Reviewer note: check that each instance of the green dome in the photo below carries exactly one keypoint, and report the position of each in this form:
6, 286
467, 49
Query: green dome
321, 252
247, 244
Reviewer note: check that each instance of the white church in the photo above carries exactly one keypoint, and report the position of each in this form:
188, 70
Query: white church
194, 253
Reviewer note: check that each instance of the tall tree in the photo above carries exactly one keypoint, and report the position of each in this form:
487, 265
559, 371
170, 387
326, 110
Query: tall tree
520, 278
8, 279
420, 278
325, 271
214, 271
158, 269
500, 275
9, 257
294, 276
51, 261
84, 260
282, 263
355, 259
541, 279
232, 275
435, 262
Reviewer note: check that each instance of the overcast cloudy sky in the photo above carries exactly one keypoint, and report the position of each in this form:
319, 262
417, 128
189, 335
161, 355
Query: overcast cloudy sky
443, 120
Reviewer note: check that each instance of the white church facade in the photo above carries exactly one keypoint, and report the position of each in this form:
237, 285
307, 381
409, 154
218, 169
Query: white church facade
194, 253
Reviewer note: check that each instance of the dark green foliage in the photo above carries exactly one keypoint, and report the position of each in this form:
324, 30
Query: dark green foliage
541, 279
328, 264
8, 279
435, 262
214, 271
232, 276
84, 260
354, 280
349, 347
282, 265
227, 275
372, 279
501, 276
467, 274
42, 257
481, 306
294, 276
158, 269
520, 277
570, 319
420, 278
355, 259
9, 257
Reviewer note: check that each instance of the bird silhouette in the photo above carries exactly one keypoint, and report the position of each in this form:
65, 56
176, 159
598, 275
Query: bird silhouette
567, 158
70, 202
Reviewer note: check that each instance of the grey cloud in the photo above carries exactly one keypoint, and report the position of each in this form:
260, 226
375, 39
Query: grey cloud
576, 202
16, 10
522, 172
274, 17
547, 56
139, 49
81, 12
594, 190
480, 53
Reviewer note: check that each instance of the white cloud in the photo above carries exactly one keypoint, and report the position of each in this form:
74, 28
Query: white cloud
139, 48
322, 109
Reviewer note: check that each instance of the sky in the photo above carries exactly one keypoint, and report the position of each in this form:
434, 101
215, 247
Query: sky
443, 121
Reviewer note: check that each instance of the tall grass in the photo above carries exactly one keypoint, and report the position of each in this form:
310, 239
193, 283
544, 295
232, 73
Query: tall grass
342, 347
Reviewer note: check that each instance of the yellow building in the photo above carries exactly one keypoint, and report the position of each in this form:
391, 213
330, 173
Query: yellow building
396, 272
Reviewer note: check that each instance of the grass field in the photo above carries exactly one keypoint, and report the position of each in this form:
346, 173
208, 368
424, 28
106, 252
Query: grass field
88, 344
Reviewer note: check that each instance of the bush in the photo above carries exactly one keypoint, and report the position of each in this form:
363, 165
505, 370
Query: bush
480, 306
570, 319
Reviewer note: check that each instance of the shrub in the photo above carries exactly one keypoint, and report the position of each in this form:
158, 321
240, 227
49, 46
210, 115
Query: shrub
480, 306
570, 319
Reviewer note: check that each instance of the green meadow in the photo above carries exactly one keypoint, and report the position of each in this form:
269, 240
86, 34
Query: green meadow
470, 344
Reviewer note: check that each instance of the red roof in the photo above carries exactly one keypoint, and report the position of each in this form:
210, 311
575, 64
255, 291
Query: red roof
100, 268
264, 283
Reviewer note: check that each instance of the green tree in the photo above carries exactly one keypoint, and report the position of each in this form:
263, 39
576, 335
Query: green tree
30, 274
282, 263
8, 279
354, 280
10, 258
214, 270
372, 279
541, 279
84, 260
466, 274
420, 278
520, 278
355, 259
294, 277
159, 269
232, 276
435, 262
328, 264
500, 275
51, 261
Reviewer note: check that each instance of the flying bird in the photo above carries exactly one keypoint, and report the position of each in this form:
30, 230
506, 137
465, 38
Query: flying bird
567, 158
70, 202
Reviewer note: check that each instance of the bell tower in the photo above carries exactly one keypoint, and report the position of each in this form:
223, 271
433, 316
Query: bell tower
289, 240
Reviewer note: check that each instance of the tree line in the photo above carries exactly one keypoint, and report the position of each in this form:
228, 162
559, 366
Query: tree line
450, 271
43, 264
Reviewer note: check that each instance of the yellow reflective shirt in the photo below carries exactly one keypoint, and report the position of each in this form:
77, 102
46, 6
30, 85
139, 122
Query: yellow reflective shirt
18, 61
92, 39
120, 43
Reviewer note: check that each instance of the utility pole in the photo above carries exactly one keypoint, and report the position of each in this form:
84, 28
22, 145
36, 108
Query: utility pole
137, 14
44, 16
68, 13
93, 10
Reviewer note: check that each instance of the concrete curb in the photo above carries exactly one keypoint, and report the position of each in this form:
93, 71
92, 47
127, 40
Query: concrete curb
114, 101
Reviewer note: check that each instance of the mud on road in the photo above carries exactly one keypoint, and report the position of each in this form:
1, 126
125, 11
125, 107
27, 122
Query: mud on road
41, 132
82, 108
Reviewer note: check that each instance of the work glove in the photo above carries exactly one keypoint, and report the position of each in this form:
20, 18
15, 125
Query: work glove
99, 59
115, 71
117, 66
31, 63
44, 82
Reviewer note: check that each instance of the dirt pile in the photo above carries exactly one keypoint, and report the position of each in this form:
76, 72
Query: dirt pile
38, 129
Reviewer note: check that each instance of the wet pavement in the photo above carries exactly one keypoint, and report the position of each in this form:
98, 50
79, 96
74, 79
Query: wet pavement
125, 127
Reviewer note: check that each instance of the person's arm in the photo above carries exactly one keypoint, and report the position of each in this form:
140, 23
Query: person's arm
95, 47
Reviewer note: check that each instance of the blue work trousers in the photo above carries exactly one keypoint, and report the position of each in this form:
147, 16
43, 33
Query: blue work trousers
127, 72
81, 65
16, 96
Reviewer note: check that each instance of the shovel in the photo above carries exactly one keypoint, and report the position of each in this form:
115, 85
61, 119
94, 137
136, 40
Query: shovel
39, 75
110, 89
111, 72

⁂

▶ _WHAT TO WORK ON_
Retype the entries one by one, exactly.

▶ _REPLY_
Reviewer note: check that each instance of the green dome in the photo below carries exactly one keypoint, and report the position of each in this form:
6, 286
467, 49
Query: green dome
321, 252
247, 244
Reviewer note: check that each instance of the white church in the photo above carries exactly one keypoint, and report the position of each in this form:
188, 70
Query: white church
194, 253
Reviewer note: check that each instance of the tall tree in the photo above carries exactly one keypoint, and report the position of each in this form:
487, 265
559, 371
170, 387
326, 110
Query: tall tree
520, 278
8, 279
420, 278
325, 271
214, 271
158, 269
500, 275
9, 257
294, 276
51, 261
84, 260
282, 263
355, 259
541, 279
232, 275
435, 262
Reviewer note: check that each instance of the overcast cloudy sky in the photo above carries exactly one keypoint, and report the position of each in this form:
319, 262
417, 128
189, 335
161, 355
Query: overcast cloudy sky
443, 120
Reviewer note: check that each instance of the white church facade in the photo above carries exactly one keypoint, and report the position of each in this form:
237, 285
307, 381
409, 154
218, 169
Query: white church facade
194, 253
Reviewer note: check that each instance of the dark green foliage in the photo above carries exactly one keypoint, and report the position of each in this form:
324, 30
Query: dark green foliage
541, 279
328, 264
8, 279
435, 262
214, 271
232, 276
84, 260
354, 280
349, 347
282, 265
227, 275
372, 279
501, 276
467, 274
42, 257
481, 306
294, 276
158, 269
520, 277
570, 319
420, 278
355, 259
9, 257
Reviewer note: check that each instance of the bird silhouette in the photo above carries exactly one keypoint, and report the position of each in this form:
65, 56
176, 159
598, 275
Query: bird silhouette
567, 158
70, 202
Reviewer note: check that each instance of the grey cloud in the photo above carries exactly one keypoint, and report the position of each in this form:
260, 226
375, 39
Query: grey cloud
576, 202
16, 10
522, 172
274, 17
547, 56
139, 49
81, 12
594, 190
480, 53
Reviewer note: check that each instance of the white cloud in the photo above carries exactly one keypoint, and report the position of each in this form:
74, 28
Query: white cloud
139, 48
322, 109
Reviewer note: check that each instance of the sky in the photo above carries exactly one keypoint, and report the position of each in this form:
434, 101
215, 247
Query: sky
443, 121
Reviewer note: check that each instance of the tall grass in the photo above carries exactly one keypoint, and report the position of each in this form:
310, 239
193, 283
544, 295
232, 73
Query: tall grass
342, 347
Reviewer note: check that each instance of the yellow building in the photo above carries exactly one keypoint, and report the position of each in this form:
391, 213
330, 173
Query: yellow building
396, 272
Reviewer note: check that each instance of the grass field in the photo above carries exactly one keypoint, and report the position of each in this form:
346, 173
208, 368
424, 28
106, 252
Query: grass field
88, 344
Reviewer note: check that each instance of the bush in the photo above carries exactly one keypoint, and report the position of each in this form:
363, 165
505, 370
Query: bush
480, 306
570, 319
Reviewer note: check that each instance of the shrub in the photo above carries exactly one keypoint, and report the position of each in this form:
158, 321
240, 227
49, 46
210, 115
Query: shrub
480, 306
570, 319
Reviewer note: check that each instance of the green meadow in the photo above carries exactly one keypoint, and report the position of each in this form:
269, 240
86, 34
Query: green meadow
470, 344
Reviewer note: check that each instance of the red roof in the photo above carries exactly one keypoint, and report the position of each in this form:
210, 311
575, 64
255, 291
Query: red roof
100, 268
264, 283
Reviewer note: check that each instance of the green tree in the photo above carries exactly one keypoint, and report the position of each in this form:
263, 39
576, 335
Query: green tree
30, 274
282, 263
8, 279
354, 280
10, 258
214, 270
372, 279
541, 279
84, 260
466, 274
420, 278
520, 278
355, 259
294, 277
159, 269
232, 276
435, 262
328, 264
500, 275
51, 261
Reviewer note: check that each instance of the flying bird in the photo above carries exactly one keypoint, and report the position of each in this form:
30, 230
506, 137
465, 38
Query: flying bird
567, 158
70, 202
Reviewer note: check that each instance of the bell tower in the photo above carries exactly one keypoint, and report the position of each in this form:
223, 271
433, 316
Query: bell tower
289, 240
Reviewer note: check that each instance of the tree line in the photo above carries exactly one keypoint, and report the position of each in this form:
228, 162
559, 366
Query: tree line
450, 271
43, 264
Reviewer note: check that each instance of the yellow reflective shirt in the photo below carries exactly one keypoint, and report the position of each in this form:
77, 102
46, 6
30, 85
139, 122
Query: yellow reflective shirt
18, 61
92, 39
120, 43
Reviewer note: check that each instance of the utility pole in the photo above carries exactly one keypoint, and report the position of each in this form:
84, 28
22, 145
36, 108
Query: utility pole
137, 14
44, 16
68, 13
93, 10
Reviewer note: check that each instance of the concrete curb in the photo above carries exactly one keypoint, and report the position of each in this form:
93, 71
92, 47
127, 40
Query: concrete curb
114, 101
Reviewer note: check that each instance of the mud on road in the photo above carries exactly one keypoint, and report the position of each in this form:
1, 126
125, 11
125, 107
27, 122
Query: mud on road
41, 132
82, 108
Reviewer note: check that each instance of the work glove in the photo above carries exactly one keypoint, and report the position of each in this form:
20, 18
15, 125
Query: work glove
99, 59
115, 71
117, 66
31, 63
44, 82
Reviewer note: check that each instance of the dirt pile in the photo above carries exactly one keypoint, and report the position of each in this form:
76, 72
Query: dirt pile
38, 129
Reviewer note: check that each instance of the wet pavement in the photo above carries exactly one keypoint, and report the position of each in this form:
98, 50
79, 96
74, 79
Query: wet pavement
125, 127
Reviewer note: check that each instance of the person's arm in the photo above carries exactly one keypoint, and report the position of each in this form:
140, 23
Query: person's arm
95, 47
Reviewer note: check that each instance of the blue work trousers in the photo above carries exactly one keypoint, and report the position of each in this form:
147, 16
43, 33
Query: blue work trousers
127, 72
81, 65
16, 96
Reviewer note: check that each instance of the shovel in the photo above carries exactly one keypoint, and report the position of each in this form:
115, 85
61, 119
94, 137
136, 40
Query: shovel
39, 75
110, 89
111, 72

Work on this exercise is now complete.